*What this task involves:* Gather every line in the records below that contains the string "construction". Case counts, so a line matches only if its capitalization is the same.

*Exercise data:*
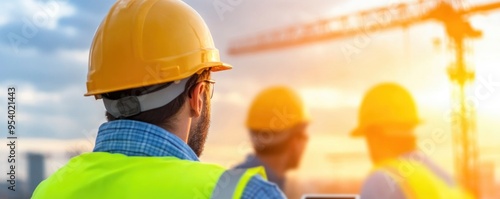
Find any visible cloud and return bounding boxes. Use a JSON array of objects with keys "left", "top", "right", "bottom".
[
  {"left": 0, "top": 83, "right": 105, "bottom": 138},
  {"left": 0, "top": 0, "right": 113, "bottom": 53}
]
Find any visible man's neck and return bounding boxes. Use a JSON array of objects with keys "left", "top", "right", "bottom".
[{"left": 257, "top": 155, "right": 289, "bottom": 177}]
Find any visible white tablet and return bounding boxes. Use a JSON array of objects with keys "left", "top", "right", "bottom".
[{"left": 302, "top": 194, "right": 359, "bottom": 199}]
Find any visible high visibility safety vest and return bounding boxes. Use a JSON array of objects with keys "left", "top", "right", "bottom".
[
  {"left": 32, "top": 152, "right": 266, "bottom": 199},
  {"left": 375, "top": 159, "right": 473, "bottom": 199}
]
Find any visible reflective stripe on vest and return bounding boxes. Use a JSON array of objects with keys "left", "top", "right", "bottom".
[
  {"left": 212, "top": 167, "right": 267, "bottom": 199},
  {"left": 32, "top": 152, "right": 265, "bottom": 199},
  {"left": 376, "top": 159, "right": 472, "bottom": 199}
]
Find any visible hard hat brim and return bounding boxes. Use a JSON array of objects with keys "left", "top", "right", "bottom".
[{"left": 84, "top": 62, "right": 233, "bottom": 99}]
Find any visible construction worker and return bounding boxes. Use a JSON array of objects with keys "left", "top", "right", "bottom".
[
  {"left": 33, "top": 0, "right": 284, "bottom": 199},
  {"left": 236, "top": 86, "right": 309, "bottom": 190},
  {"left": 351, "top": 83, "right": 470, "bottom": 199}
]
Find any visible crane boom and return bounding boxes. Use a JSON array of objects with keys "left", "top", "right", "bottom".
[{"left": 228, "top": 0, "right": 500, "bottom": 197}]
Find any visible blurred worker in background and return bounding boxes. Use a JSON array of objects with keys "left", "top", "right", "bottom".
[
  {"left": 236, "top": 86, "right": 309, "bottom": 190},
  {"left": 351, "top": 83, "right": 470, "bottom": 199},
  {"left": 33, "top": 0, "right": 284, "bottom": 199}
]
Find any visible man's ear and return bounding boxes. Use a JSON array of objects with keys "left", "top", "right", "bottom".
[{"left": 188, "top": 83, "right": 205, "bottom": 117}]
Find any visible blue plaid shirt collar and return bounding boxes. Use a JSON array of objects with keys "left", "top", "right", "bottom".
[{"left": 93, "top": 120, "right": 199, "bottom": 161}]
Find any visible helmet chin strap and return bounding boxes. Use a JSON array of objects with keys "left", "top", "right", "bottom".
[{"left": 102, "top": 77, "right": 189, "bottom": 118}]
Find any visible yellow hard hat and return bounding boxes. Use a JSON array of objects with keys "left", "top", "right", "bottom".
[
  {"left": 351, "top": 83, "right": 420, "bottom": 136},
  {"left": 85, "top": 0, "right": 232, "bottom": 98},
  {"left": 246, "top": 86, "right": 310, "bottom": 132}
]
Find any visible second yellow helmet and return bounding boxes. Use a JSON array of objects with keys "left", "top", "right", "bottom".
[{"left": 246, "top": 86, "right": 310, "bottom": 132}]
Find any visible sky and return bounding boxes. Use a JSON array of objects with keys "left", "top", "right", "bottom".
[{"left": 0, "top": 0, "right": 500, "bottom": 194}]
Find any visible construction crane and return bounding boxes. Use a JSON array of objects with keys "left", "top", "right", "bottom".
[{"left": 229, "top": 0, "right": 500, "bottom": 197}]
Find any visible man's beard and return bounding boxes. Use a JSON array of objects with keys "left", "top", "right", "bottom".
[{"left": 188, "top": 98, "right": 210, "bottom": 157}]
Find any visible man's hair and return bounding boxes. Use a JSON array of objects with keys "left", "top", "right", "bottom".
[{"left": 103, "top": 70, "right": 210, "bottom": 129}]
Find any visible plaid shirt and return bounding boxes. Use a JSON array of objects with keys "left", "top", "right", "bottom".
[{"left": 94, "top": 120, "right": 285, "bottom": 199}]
---
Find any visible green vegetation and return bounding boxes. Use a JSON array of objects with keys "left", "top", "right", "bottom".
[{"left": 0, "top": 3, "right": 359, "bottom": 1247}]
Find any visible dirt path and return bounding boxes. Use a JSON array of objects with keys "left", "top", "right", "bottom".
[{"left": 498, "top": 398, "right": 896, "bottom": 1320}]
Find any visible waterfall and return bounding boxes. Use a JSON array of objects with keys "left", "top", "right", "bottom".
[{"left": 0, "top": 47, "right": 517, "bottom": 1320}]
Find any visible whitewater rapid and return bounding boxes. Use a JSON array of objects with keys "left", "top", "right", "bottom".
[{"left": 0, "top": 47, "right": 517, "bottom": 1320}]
...
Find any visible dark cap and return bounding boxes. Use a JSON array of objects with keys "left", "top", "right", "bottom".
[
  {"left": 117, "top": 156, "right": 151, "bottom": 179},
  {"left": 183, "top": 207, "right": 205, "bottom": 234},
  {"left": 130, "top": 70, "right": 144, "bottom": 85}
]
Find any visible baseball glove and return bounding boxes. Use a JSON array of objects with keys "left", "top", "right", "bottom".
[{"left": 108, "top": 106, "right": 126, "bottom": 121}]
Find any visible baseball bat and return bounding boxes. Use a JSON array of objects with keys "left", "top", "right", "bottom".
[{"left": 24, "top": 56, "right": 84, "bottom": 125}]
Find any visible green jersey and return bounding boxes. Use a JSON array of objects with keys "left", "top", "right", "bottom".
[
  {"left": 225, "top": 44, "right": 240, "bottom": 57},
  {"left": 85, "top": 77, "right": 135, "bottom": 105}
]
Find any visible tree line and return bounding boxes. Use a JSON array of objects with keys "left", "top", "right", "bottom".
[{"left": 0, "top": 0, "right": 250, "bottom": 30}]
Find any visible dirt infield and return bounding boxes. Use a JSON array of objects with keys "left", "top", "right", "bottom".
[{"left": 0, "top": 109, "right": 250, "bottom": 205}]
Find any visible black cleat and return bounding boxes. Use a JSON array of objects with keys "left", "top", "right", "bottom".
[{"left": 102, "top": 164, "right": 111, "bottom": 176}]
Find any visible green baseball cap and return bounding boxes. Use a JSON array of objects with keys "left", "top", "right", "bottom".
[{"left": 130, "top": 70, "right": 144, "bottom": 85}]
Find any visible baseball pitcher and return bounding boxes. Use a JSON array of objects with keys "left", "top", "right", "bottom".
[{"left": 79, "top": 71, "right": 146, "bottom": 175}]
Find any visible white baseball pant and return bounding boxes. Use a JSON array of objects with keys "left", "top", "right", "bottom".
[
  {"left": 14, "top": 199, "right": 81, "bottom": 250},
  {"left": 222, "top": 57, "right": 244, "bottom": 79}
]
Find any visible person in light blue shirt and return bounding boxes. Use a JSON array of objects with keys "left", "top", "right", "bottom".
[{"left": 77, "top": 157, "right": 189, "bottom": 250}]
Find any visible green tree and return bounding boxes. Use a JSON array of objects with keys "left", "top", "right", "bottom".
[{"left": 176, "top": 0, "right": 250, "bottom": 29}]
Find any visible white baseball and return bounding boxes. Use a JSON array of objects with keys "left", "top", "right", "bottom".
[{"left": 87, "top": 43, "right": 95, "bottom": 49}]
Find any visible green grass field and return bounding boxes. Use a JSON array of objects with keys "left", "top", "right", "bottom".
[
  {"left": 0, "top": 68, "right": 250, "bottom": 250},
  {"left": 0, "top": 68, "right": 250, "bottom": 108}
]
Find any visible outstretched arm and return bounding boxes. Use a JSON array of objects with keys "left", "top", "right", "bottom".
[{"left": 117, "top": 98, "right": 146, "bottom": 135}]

*Exercise response:*
Find any visible construction worker and return bounding boxes. Use a JSON array of objects with keys "left", "top", "right", "bottom".
Find any visible construction crane and return bounding boxes. Use a JSON array of objects with keys "left", "top", "right", "bottom".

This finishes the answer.